‘Lyle, Lyle, Crocodile’ – Fun for the Kids. Adults? Not so Much

For some reason, I have found myself thinking about “The Muppets Take Manhattan” over the past few days. I’m not sure why as, while it is very good, it does not rank as highly for me as “The Muppet Movie” or “The Great Muppet Caper” do. Perhaps it came to mind because it was one of the last Muppet movies to appeal to both kids and adults at the same time. The equivalent to that these days are Pixar movies, and yet many of them end up streaming on Disney Plus instead of being shown on the silver screen where they belong.

When it comes to family movies these days, I always hope and pray they will appeal to both kids and adults, but that is often not the case. The latest example of this is “Lyle, Lyle, Crocodile” which is based on the children’s story of the same name by Bernard Waber as well as its prequel, “The House on East 88th Street.” Apart from featuring quite the cast of actors, it also contains songs from those who wrote the music for “The Greatest Showman,” and I still remember that cinematic musical as being quite invigorating. When it comes to this movie musical, however, the kids are bound to have a fun time, but adults will find the proceedings watchable at best.

“Lyle, Lyle, Crocodile” introduces us to Hector P. Valenti (Javier Bardem), an aspiring actor and musician who looks to make it big in show business and on a show which is the equivalent of “America’s Got Talent.” We quicky learn, however, that Hector has been around this show’s tryouts quite a bit, and those involved are quick to eject him from the premises before he embarrasses himself any further.

Regardless of his circumstances, Hector is still determined to become a big star no matter what, and he finds his key to success while visiting a pet store in downtown New York. While there, he comes across a young saltwater crocodile named Lyle (Shawn Mendes) who has the kind of singing voice which would wow the judges on “American Idol.” They quickly form a singing and dancing act which Hector believes will lead them to a life of infinite fame and fortune, Lyle, like Michigan J. Frog from the Merrie Melodies short “One Froggy Evening,” finds he is not up to performing in front of an audience. Due to financial necessity, Hector is forced to leave Lyle behind as he goes solo in an attempt to make the money he so desperately needs to pay off those he is in debt to.

Task instructions.
- A) Who plays Hector P. Valenti in the "Lyle, Lyle, Crocodile" review?
- B) Carry on with the "Lyle, Lyle, Crocodile" review from its last sentence.

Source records
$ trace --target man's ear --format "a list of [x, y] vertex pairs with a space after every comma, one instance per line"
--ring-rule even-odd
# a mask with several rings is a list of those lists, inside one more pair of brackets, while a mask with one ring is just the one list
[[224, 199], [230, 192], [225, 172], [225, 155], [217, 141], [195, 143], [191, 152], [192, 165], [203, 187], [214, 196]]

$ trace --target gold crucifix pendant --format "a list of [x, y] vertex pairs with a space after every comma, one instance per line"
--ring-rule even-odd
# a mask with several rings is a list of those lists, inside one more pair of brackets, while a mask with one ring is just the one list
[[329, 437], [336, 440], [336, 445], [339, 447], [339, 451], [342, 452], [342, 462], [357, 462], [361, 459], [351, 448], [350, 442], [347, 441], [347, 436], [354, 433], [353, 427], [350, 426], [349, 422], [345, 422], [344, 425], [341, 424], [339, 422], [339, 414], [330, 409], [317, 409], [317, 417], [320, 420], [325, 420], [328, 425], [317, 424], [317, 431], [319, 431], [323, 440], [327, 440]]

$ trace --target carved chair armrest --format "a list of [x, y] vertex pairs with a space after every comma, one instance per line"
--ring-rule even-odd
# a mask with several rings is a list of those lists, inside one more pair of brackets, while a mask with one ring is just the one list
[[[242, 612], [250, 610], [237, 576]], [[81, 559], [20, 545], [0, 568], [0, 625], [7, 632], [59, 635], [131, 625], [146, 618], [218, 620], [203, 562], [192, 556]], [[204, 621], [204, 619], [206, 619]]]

Responses.
- A) Javier Bardem.

- B)
Cut to 18 months later (Enya was right when she sang about how time flies), and Hector’s residence is now being inhabited by the Primm family which is made up of Joseph (Scoot McNairy), Katie (Constance Wu) and their son Josh (Winslow Fegley). These three have just moved from the suburbs to downtown because what better way to uproot themselves and their son. As you can expect, Josh ends up befriending Lyle in an unexpected way, and the two quickly bond as two strangers in a strange world can.

Like “Don’t Worry Darling,” “Lyle, Lyle, Crocodile” deals with a storyline which is as old as they come. Whether we are talking “E.T.” or “Mac and Me,” one of Paul Rudd’s favorite motion pictures ever, a young child alienated in their environment and befriending a creature who quickly becomes their best friend has been done to death. Judging from the reception I witnessed at the press screening I went to; young kids will very much enjoy this. As for the adults, they will get much enjoyment over how their children react to what is on the silver screen, but they may find themselves tunning out more often than not.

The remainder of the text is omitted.